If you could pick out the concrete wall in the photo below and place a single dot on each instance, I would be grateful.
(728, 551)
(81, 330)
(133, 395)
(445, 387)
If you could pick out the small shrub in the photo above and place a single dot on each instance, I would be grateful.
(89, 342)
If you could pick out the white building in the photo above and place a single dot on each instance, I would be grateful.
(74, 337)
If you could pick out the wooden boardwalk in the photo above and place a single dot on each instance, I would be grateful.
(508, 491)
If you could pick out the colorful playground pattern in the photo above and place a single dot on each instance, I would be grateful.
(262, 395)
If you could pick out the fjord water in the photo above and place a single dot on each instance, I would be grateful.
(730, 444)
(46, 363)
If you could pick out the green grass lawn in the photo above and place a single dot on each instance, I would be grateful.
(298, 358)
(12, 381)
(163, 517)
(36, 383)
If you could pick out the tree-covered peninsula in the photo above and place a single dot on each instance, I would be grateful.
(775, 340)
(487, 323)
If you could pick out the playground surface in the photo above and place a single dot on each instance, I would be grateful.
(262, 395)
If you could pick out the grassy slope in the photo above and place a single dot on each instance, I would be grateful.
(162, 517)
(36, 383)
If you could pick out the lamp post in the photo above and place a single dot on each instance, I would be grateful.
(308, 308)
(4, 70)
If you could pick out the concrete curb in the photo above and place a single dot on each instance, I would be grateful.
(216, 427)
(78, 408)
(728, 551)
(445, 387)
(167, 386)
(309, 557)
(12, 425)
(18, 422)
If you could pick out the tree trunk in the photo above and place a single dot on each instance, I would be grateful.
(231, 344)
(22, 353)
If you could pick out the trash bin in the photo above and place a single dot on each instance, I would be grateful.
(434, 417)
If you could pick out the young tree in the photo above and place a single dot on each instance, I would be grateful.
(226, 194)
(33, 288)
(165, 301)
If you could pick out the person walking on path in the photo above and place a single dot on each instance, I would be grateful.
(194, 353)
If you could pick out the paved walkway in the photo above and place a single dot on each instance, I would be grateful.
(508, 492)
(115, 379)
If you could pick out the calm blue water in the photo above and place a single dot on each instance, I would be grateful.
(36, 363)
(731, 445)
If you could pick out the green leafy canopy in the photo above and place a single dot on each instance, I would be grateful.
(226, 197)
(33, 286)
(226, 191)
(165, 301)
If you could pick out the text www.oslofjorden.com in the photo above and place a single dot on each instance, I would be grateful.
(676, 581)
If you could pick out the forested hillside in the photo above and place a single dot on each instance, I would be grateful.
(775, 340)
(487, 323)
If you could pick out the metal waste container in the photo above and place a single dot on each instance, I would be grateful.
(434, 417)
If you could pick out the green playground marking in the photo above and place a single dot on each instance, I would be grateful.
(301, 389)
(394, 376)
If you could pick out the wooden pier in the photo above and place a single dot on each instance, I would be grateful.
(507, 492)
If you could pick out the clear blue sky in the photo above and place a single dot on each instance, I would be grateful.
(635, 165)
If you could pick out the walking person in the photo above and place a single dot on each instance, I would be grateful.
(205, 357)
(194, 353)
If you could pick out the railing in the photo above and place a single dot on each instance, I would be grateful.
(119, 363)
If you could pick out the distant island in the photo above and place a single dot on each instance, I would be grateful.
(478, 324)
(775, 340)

**WHAT TO WORK ON:** Reproduce every line of the data without changing a word.

**ANSWER:**
If you could pick out the concrete wall in the photo below and place a single dot on each instance, I would be grateful.
(728, 551)
(81, 330)
(133, 395)
(445, 387)
If you could pick out the small shrub in the photo above and place a single dot on each instance, I would be grateful.
(89, 342)
If you could pick out the white building in the photo above and place a single dot on each instance, I would be grateful.
(74, 337)
If you could pick out the wooden boardwalk in the photo above and place a single dot on each instance, I would be grateful.
(508, 491)
If you could pick out the colorful playground pattern in the photo above and place a single dot on each instance, I would be grateful.
(262, 395)
If you could pick out the fjord water in the photo above and place a single dot on each instance, I would be grateful.
(730, 444)
(46, 363)
If you could pick out the green grass lawn in the photo above and place a single dot on each instance, I would be grateful.
(298, 358)
(12, 381)
(163, 517)
(36, 383)
If you could pick out the tree-covered peninsula in the photo above and place a single dot on each instance, I would be grateful.
(775, 340)
(487, 323)
If you could pick out the playground surface in the photo above and place a single dot on each instance, I would be grateful.
(262, 395)
If you could pick out the grassy slope in the photo above and place a single dot on each instance, I would be grateful.
(162, 517)
(36, 383)
If you could pick out the lamp post in the photo above and place a single dot on each instance, I would be grateful.
(308, 308)
(4, 70)
If you could pick out the concrete curb in the photo above and place a single dot on each instance, I would be grateful.
(216, 427)
(78, 408)
(728, 551)
(445, 387)
(167, 386)
(309, 557)
(12, 425)
(18, 422)
If you could pick out the tree trunk in the photo above and place a single dot on each instance, I would be grateful.
(231, 344)
(22, 353)
If you could pick out the trash bin in the photo above and place a single dot on each instance, I would be grateful.
(434, 417)
If you could pick out the young tree in the photo above and place a single dot on each instance, I would be grateful.
(226, 194)
(33, 288)
(165, 301)
If you could pick out the person walking on path in the photo above and place a single dot on each instance, I would be grateful.
(194, 353)
If you could pick out the paved walkway in the photo above and place a single dot on each instance, I would be grateful.
(508, 492)
(115, 379)
If you could pick out the calm blue water in the photo above and place a single dot on each instance, I would be grateful.
(36, 363)
(731, 445)
If you could pick out the green leafy canopy in the photo above and place a single dot on each instance, I would be grateful.
(226, 197)
(33, 286)
(226, 191)
(165, 301)
If you could pick out the text www.oslofjorden.com in the photo above and place a single dot on each instance, I would be grateful.
(676, 581)
If you could pick out the forested hillside in the photo above and place a single dot on each instance, I would be grateful.
(775, 340)
(487, 323)
If you could pick out the metal waste container in the photo above and place a single dot on each instance, I would be grateful.
(434, 417)
If you could pick out the green playground marking in the photo above and place a single dot on each instance, I would be grateful.
(301, 389)
(394, 376)
If you could pick out the wooden pier in the photo above and place a single dot on each instance, I would be grateful.
(507, 492)
If you could pick out the clear blue sky in the photo above and place a single dot on each instance, I would be grateful.
(635, 165)
If you could pick out the walking person in the photo above and place a single dot on each instance, I would be grateful.
(205, 357)
(194, 353)
If you could pick out the railing in the photo above and place a single dot on each instance, I would be grateful.
(119, 363)
If you could pick out the distant island in the photo above and place a single dot on each instance, I would be grateful.
(478, 324)
(775, 340)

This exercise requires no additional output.